(Contour labeling entries)

--

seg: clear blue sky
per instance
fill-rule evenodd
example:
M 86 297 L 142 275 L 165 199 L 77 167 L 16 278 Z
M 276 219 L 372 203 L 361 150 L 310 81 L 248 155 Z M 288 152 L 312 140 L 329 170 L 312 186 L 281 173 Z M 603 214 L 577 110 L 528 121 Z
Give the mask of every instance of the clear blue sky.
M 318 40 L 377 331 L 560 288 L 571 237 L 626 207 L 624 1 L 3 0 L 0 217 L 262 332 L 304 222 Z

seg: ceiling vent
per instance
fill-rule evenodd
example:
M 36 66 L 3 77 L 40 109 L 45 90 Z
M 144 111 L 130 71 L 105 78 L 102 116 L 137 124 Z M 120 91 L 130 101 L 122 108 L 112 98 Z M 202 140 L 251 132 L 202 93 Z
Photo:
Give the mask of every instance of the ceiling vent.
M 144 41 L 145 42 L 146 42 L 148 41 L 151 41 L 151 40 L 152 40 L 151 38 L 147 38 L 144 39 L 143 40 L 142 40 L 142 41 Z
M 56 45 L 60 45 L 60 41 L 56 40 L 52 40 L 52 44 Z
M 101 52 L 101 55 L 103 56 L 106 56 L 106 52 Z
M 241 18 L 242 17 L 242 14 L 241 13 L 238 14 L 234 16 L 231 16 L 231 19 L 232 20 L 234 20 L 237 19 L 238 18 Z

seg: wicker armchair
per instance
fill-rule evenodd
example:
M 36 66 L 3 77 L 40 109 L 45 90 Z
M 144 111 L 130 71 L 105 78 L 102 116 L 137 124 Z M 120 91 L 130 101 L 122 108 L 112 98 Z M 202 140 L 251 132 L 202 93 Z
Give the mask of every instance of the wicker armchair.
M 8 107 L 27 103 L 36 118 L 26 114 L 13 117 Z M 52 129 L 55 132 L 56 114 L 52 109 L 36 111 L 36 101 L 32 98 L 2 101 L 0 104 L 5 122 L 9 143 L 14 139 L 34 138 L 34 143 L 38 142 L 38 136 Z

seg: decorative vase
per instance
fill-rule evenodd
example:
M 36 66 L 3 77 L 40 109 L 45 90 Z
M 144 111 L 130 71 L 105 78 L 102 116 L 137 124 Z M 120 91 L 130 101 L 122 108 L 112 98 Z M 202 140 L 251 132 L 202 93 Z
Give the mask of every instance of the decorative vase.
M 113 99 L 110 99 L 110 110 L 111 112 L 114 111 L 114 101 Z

--

Rewrite every line of the material above as a JSON list of strings, one string per line, with blank lines omitted.

[
  "seg: clear blue sky",
  "per instance",
  "fill-rule evenodd",
  "example:",
  "M 86 297 L 142 275 L 165 199 L 77 167 L 16 278 Z",
  "M 276 219 L 372 203 L 361 150 L 310 81 L 248 155 Z M 288 152 L 312 140 L 329 170 L 312 186 L 281 173 Z M 603 214 L 577 110 L 528 121 Z",
  "Give the mask of every instance of the clear blue sky.",
  "M 318 40 L 377 331 L 560 288 L 571 237 L 626 207 L 624 1 L 3 0 L 0 217 L 262 332 L 304 222 Z",
  "seg: ceiling vent",
  "per instance",
  "fill-rule evenodd",
  "example:",
  "M 36 66 L 3 77 L 40 109 L 45 90 Z",
  "M 144 111 L 130 71 L 105 78 L 102 116 L 137 124 Z M 120 91 L 130 101 L 122 108 L 112 98 Z M 202 140 L 251 132 L 202 93 Z",
  "Photo:",
  "Give the mask of every instance of the ceiling vent.",
  "M 144 41 L 145 42 L 146 42 L 148 41 L 151 41 L 151 40 L 152 40 L 151 38 L 147 38 L 144 39 L 143 40 L 142 40 L 142 41 Z",
  "M 56 45 L 60 45 L 60 41 L 56 40 L 52 40 L 52 44 Z",
  "M 101 52 L 101 55 L 103 56 L 106 56 L 106 52 Z",
  "M 241 18 L 242 17 L 242 14 L 241 13 L 238 14 L 234 16 L 231 16 L 231 19 L 232 20 L 234 20 L 237 19 L 238 18 Z",
  "seg: wicker armchair",
  "per instance",
  "fill-rule evenodd",
  "example:",
  "M 36 66 L 3 77 L 40 109 L 45 90 Z",
  "M 144 111 L 130 71 L 105 78 L 102 116 L 137 124 Z M 120 91 L 130 101 L 122 108 L 112 98 Z M 202 140 L 251 132 L 202 93 Z",
  "Give the mask of every instance of the wicker armchair.",
  "M 8 107 L 27 103 L 36 118 L 26 114 L 13 117 Z M 52 129 L 55 132 L 56 114 L 52 109 L 36 111 L 36 101 L 32 98 L 2 101 L 0 104 L 5 122 L 9 143 L 14 139 L 34 138 L 34 143 L 38 142 L 38 136 Z",
  "seg: decorative vase",
  "per instance",
  "fill-rule evenodd",
  "example:",
  "M 36 66 L 3 77 L 40 109 L 45 90 Z",
  "M 144 111 L 130 71 L 105 78 L 102 116 L 137 124 Z M 120 91 L 130 101 L 122 108 L 112 98 Z M 202 140 L 251 132 L 202 93 Z",
  "Give the mask of every instance of the decorative vase.",
  "M 113 99 L 110 99 L 110 110 L 111 112 L 114 111 L 114 101 Z"
]